** Énoncé 1 **
Recopiez à l'identique toute la partie de la chronique qui va de « Un pays qui » jusqu'à « l’arrêt de l’arbitre. ».

** Texte à lire **
----

FOUTAISES de Meziane Ourad

Algérie : pénurie de tire-bouchons ! 

Des femmes et des hommes ont couru à Alger sous le slogan : « Ma place est où je veux, pas dans la cuisine »

C’est un ami lorrain, abasourdi, qui m’a raconté cette histoire vraie vécue, chez lui, en Algérie : « J’ai, un jour constaté que je n’avais pas de tire-bouchons à la maison, j’ai été en acheter un. Je ne savais pas que j’allais vivre un chemin de croix en m’attaquant à ce petit détail. Non seulement je n’en ai trouvé aucune trace dans les commerces d’Alger, une capitale de cinq millions d’habitants, mais j’ai du essuyer maintes insultes ! »

« Un tire-bouchons, lui disait-on, mais pourquoi faire ? Hamoud et Ifri ça s’ouvre en tournant vers la droite  la capsule en plastique ! Ah c’est pour déboucher du vin ? Tu n’as pas honte, à ton âge ! Tu dois être grand-père… »

Voici donc un pays où on va acheter un objet banal de la vie quotidienne et où on se retrouve fixé debout à entendre des penseurs frelatés débiter des cours de philosophie approximative. Un pays dont l’horloge s’est bloquée sur le septième siècle.

Pourquoi parler de limonadier à deux doigts d’un mondial qui s’annonce ardent ? Parce que Sadek, c’est ainsi que s’appelle la naïve victime de la schizophrénie ambiante en Algérie, est un mordu de football. Il en a été pratiquant jusqu’à l’âge de soixante-deux ans. Dans une autre vie, il a fait l’Ecole des arts dramatiques de Bordj El-Kiffan, il a partagé la vie d’un groupe qui entourait Mustapha Kateb, il a été cadre dans une entreprise nationale.

Depuis un peu plus de trente ans, il a choisi un autre métier. Il est devenu exilé. 

Un pays qui n’a pas de tire-bouchons à vendre ne peut pas savoir jouer au ballon ! Offrir du rêve à ses enfants…

Le village des exilés ne vit pas au rythme du mondial. Ici, nous échangeons quotidiennement des nouvelles des divorcés, des malades et souvent des morts. Nos camarades entamés par les aiguillons algériens sont souvent achevés sur les rives de la Seine par les affres de l’éloignement et de la nostalgie. Tous meurent, un jour ou l’autre, par l’arrêt de l’arbitre.

----

** Enregistrements à utiliser **
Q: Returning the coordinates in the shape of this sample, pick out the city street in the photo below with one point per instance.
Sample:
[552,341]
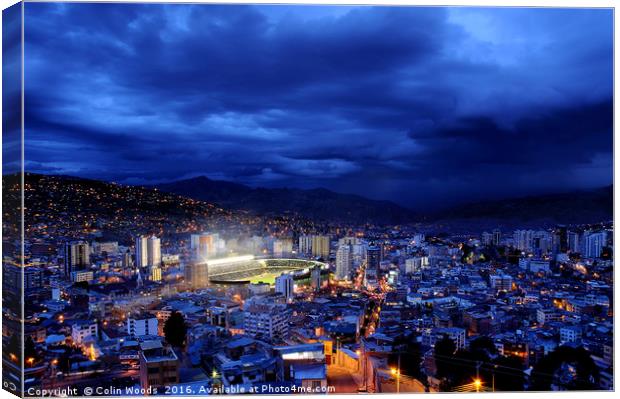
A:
[341,379]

----

** Énoncé 2 **
Mettez à jour les enregistrements ci-dessus en substituant « pedestrian crossing » à « city street », sans rien modifier d'autre. Ne reproduisez pas les images dans la réponse.

** Solution 1 **
Un pays qui n’a pas de tire-bouchons à vendre ne peut pas savoir jouer au ballon ! Offrir du rêve à ses enfants…

Le village des exilés ne vit pas au rythme du mondial. Ici, nous échangeons quotidiennement des nouvelles des divorcés, des malades et souvent des morts. Nos camarades entamés par les aiguillons algériens sont souvent achevés sur les rives de la Seine par les affres de l’éloignement et de la nostalgie. Tous meurent, un jour ou l’autre, par l’arrêt de l’arbitre.

** Solution 2 **
Q: Returning the coordinates in the shape of this sample, pick out the pedestrian crossing in the photo below with one point per instance.
Sample:
[552,341]
A:
[341,379]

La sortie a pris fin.